(Dataset excerpt)
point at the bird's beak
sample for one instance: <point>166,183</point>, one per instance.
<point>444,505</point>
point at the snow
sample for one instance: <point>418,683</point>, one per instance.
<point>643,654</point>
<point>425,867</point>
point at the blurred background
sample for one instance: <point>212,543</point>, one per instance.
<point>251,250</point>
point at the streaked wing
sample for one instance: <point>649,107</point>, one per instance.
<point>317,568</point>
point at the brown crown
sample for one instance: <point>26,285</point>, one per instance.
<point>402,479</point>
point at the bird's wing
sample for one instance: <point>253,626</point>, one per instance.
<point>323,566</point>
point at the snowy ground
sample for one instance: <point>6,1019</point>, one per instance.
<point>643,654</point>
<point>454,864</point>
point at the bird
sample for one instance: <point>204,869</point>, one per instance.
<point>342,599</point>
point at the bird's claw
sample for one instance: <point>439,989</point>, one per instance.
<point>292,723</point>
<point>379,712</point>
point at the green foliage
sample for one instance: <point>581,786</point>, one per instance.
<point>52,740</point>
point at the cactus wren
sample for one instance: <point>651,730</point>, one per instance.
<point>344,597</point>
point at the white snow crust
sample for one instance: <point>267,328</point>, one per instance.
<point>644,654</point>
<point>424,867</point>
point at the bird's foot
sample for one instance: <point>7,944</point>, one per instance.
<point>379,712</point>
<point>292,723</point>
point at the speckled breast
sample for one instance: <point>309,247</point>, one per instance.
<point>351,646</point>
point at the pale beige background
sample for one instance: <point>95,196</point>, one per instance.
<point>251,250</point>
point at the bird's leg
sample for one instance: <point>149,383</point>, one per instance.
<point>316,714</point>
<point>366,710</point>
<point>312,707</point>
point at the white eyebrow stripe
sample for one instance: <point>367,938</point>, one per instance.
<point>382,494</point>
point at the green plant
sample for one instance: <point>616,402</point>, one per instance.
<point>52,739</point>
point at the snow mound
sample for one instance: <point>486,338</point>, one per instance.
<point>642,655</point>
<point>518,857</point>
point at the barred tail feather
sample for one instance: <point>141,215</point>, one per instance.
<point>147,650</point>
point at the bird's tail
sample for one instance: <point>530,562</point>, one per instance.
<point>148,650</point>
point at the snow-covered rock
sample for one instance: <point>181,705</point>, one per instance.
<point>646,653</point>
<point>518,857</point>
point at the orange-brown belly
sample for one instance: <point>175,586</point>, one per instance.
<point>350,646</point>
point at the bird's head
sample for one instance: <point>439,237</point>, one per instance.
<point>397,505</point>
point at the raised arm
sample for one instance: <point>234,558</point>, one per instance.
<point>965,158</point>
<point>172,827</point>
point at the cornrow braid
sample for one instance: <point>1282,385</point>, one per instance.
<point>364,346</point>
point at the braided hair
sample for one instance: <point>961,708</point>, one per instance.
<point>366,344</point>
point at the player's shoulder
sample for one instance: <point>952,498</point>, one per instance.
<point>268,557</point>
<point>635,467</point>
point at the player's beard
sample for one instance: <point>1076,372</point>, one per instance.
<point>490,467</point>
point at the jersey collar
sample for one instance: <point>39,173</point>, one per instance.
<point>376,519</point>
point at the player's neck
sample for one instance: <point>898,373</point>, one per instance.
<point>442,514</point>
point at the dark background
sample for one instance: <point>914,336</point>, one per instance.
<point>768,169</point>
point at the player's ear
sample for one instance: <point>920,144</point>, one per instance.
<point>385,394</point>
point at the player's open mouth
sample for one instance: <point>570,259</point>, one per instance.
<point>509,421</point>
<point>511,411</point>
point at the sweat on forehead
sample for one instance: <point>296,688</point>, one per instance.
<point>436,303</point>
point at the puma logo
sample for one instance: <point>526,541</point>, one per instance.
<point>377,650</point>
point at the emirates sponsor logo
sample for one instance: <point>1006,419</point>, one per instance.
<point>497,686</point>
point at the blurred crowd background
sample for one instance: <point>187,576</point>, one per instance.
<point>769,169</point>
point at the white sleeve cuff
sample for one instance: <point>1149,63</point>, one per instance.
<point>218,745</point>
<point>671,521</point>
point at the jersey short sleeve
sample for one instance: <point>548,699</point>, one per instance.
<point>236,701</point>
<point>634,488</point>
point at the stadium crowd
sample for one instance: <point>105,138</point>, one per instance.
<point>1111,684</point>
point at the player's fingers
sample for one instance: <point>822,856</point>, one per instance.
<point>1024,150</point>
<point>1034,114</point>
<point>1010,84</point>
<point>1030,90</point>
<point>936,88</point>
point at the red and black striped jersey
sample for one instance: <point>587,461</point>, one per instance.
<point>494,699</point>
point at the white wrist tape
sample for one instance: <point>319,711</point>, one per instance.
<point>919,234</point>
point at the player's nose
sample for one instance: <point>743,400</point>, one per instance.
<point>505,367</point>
...
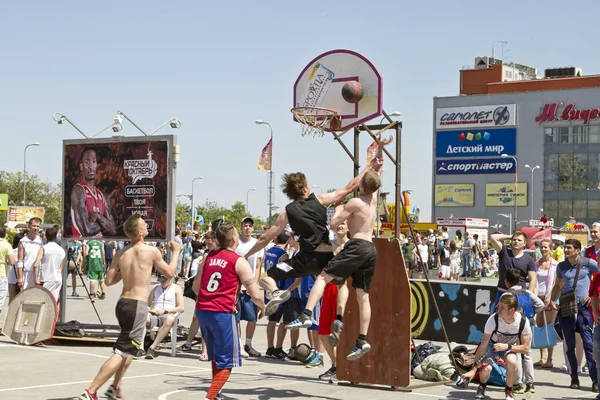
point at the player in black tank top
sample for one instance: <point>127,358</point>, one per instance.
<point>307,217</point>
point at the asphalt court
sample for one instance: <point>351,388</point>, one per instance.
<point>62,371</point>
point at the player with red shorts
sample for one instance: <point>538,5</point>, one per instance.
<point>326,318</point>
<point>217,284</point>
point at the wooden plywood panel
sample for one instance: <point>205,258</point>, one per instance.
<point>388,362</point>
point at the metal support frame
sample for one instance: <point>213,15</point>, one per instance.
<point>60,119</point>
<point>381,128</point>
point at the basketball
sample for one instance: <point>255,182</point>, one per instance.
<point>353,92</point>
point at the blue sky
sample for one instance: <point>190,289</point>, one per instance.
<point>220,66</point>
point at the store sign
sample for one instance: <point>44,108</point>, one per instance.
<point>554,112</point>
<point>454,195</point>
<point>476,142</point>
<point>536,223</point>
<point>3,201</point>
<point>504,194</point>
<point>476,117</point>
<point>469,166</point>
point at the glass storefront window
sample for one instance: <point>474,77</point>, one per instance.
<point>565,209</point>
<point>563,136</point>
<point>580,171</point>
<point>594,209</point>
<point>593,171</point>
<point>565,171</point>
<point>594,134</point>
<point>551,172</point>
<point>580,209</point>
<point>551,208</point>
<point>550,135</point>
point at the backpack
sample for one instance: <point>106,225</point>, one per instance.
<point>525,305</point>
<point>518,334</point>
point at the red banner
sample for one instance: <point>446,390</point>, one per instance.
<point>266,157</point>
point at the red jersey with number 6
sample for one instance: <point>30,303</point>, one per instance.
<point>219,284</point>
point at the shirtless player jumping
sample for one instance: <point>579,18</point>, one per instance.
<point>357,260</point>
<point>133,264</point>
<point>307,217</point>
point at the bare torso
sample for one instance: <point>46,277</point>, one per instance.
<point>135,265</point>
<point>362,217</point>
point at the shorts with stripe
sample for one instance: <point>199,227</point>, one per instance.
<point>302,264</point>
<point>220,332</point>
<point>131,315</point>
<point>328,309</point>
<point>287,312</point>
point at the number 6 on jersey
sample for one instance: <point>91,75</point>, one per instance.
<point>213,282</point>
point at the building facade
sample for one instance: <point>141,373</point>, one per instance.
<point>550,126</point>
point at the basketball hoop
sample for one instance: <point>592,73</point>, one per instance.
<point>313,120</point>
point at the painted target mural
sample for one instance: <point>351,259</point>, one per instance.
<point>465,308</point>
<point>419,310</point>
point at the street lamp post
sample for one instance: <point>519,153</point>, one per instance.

(WRITTEN PROBLEM)
Write out the entries above word for word, beginning with the line that contains "point at the braided hair" and continuing through the line that contains "<point>768,169</point>".

(RESPONSE BELOW)
point at the braided hair
sample for one instance: <point>961,708</point>, one per instance.
<point>366,344</point>
point at the player's shoulder
sample for one instance: <point>952,498</point>, one per instance.
<point>268,557</point>
<point>635,467</point>
point at the player's beard
sample for one instance: <point>1076,372</point>, one per instance.
<point>490,467</point>
point at the jersey collar
sample for one instance: <point>39,173</point>, one per instance.
<point>376,519</point>
point at the player's neck
sample for one instance: <point>898,373</point>, one per instance.
<point>442,514</point>
point at the dark background
sample for one instance: <point>914,336</point>, one per instance.
<point>768,169</point>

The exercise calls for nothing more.